** Provided information follows **

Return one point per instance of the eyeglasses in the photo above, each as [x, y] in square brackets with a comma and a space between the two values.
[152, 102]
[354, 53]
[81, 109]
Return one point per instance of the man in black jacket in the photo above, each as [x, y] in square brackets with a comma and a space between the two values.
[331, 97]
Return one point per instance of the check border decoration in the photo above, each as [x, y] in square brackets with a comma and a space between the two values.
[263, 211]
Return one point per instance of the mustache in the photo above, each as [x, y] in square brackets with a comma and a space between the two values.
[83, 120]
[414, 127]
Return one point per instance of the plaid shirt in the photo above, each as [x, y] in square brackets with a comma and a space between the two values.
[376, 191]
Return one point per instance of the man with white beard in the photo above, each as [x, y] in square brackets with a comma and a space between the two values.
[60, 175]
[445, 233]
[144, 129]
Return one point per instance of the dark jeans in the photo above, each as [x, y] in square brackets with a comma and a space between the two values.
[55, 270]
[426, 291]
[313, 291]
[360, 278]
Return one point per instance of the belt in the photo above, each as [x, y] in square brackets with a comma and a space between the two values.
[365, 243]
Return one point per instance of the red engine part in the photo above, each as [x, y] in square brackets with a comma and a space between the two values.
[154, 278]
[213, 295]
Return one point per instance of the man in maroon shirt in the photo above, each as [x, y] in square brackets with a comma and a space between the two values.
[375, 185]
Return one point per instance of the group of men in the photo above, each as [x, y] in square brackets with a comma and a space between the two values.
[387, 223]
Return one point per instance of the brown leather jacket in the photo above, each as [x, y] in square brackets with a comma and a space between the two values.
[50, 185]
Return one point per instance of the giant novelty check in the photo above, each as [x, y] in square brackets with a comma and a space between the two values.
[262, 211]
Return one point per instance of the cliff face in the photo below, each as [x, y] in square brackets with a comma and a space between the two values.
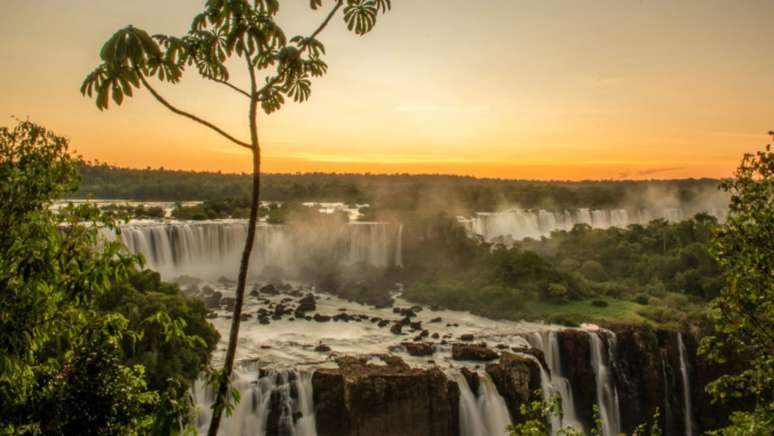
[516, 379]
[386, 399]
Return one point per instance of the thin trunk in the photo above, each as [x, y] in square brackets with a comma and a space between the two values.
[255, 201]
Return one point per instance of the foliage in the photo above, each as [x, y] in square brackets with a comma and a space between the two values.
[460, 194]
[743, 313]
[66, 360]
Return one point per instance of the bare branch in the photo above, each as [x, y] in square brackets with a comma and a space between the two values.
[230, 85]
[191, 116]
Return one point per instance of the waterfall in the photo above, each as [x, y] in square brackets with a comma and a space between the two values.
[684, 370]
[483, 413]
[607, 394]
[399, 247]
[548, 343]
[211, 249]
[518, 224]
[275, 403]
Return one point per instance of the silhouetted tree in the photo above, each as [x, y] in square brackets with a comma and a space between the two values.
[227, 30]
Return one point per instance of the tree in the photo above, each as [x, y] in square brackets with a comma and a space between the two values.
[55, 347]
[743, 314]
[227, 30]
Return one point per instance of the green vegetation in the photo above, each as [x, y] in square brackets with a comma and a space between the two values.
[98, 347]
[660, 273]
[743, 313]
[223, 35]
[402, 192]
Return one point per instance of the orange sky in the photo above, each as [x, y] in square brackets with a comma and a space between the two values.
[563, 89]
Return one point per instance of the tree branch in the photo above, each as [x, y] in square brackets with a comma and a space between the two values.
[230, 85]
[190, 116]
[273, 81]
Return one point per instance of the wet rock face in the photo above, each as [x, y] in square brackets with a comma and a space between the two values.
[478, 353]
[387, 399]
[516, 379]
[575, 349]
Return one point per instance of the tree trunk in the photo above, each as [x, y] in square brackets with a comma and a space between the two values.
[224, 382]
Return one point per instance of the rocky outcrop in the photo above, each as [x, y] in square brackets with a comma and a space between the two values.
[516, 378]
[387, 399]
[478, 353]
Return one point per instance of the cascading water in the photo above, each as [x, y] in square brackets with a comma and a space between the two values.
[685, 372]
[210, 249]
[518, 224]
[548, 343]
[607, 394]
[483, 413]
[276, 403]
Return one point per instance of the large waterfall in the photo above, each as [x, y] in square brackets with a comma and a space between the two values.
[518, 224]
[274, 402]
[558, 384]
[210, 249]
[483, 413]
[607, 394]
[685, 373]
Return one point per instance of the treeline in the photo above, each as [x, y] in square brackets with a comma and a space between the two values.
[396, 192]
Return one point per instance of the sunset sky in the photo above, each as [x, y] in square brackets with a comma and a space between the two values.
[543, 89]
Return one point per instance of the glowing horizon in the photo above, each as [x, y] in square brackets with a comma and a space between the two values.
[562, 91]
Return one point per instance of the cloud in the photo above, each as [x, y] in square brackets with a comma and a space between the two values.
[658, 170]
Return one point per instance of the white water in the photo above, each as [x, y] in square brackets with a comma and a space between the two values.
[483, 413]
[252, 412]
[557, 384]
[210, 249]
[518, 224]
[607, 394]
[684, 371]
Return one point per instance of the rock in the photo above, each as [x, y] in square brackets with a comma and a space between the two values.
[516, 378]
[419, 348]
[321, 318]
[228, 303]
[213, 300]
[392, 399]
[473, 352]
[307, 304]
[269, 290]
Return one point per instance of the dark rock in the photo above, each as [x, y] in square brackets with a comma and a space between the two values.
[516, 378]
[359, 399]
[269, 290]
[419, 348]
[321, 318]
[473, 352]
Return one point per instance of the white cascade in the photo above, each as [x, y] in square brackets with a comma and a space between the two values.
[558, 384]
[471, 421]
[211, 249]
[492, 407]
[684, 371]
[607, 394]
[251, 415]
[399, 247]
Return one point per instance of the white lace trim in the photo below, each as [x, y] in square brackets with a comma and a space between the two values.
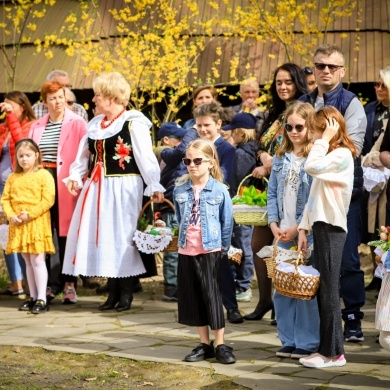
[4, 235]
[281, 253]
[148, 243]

** End of Provided information **
** Provided information follows **

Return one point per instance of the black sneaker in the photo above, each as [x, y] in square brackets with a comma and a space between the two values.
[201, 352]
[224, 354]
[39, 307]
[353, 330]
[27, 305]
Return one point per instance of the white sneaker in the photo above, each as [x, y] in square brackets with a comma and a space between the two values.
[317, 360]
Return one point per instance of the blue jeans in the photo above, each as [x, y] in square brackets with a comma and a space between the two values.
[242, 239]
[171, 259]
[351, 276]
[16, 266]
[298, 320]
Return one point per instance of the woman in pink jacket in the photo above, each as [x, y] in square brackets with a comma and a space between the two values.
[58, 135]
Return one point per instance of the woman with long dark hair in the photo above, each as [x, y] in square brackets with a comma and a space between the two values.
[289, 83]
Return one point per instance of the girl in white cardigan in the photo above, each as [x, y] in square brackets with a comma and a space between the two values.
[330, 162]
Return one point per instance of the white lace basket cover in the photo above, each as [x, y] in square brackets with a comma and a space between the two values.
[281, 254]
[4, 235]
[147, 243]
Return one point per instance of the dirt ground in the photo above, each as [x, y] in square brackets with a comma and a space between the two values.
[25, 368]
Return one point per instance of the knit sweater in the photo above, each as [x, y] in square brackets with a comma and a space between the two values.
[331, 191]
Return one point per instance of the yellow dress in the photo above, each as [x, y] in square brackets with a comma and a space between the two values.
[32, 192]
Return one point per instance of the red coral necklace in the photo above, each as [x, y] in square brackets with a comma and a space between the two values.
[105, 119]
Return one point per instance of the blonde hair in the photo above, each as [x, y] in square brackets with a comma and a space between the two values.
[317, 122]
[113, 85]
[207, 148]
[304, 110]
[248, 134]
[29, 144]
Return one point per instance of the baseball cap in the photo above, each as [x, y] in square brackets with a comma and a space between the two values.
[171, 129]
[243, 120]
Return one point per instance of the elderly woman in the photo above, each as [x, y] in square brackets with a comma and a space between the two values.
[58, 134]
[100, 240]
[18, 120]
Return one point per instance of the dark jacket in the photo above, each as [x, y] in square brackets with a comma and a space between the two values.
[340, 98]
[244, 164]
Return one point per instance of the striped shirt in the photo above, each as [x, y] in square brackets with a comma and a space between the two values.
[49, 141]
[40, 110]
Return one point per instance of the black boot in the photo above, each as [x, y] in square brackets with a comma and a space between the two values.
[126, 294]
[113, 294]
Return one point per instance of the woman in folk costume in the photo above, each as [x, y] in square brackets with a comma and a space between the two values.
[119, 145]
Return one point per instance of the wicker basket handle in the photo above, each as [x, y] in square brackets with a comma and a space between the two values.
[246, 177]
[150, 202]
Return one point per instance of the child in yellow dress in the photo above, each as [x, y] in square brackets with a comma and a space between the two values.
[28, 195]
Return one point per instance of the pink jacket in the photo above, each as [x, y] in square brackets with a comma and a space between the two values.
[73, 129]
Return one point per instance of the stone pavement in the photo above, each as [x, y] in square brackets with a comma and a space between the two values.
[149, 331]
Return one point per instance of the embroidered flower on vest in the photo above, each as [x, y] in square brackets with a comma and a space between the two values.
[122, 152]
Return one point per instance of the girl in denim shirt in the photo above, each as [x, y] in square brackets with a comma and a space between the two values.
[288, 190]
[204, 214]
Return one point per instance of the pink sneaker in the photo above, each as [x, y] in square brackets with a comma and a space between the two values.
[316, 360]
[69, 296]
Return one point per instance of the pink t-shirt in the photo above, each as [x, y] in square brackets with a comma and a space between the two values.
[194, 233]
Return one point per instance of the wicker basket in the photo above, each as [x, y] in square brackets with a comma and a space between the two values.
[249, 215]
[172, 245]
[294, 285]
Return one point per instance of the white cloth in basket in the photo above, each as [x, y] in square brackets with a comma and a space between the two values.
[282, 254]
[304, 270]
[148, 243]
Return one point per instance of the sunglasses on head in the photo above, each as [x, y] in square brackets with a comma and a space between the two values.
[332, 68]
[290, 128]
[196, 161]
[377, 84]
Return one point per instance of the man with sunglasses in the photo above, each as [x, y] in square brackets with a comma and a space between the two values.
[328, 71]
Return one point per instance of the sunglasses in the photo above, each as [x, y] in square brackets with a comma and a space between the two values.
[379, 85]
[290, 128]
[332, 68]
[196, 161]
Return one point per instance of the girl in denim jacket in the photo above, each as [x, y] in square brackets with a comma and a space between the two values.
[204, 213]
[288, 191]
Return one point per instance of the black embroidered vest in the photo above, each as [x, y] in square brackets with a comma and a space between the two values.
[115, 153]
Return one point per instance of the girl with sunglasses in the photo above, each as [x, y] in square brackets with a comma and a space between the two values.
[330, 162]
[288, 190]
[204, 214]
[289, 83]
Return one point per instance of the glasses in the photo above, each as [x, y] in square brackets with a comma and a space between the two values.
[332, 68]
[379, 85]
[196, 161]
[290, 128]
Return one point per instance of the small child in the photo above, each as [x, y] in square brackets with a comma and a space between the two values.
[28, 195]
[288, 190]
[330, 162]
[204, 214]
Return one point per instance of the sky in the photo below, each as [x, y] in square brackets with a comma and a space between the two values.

** End of Provided information **
** Provided information follows **

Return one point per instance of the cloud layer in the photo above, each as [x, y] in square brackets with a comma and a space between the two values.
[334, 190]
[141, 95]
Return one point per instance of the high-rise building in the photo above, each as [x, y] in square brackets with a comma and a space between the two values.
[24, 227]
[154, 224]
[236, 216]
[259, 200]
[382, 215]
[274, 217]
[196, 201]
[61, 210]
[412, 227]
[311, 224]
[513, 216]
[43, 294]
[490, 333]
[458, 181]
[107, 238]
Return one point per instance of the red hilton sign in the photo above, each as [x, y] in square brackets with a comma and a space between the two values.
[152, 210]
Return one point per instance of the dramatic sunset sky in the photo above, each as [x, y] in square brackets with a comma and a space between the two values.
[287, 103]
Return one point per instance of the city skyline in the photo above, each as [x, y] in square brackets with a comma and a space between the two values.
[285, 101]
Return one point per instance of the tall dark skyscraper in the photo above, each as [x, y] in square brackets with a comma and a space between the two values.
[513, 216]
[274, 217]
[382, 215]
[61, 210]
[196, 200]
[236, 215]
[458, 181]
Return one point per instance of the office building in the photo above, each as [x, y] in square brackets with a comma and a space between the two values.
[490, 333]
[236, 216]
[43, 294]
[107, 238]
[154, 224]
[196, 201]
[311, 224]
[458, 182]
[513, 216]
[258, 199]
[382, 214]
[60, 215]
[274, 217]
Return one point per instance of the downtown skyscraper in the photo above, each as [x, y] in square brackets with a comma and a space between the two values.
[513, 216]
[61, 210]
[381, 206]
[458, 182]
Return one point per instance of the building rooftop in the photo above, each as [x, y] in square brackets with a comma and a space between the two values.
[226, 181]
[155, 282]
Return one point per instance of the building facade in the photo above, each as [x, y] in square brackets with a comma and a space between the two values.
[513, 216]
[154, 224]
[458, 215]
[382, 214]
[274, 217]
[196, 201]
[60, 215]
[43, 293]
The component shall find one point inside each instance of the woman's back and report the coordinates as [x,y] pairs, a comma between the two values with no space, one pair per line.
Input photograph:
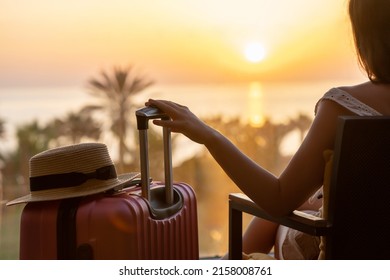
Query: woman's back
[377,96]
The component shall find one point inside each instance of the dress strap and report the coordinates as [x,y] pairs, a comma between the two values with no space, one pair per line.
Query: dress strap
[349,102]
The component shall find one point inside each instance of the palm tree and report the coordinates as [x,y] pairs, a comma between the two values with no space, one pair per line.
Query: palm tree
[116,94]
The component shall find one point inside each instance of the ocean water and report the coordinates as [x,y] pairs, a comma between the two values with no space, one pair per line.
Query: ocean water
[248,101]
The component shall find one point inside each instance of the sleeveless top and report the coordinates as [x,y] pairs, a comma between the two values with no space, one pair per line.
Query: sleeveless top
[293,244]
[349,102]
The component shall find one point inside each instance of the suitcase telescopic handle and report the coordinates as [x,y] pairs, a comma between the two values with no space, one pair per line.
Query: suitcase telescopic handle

** End of Provided information **

About this exercise: Show the lines in the entries above that include the string "suitcase".

Written solution:
The component shall find one point inside each instance of the suitcase telescopic handle and report the coordinates as [x,y] pairs, a comma between the two values with no space, one pair per line.
Query: suitcase telescopic handle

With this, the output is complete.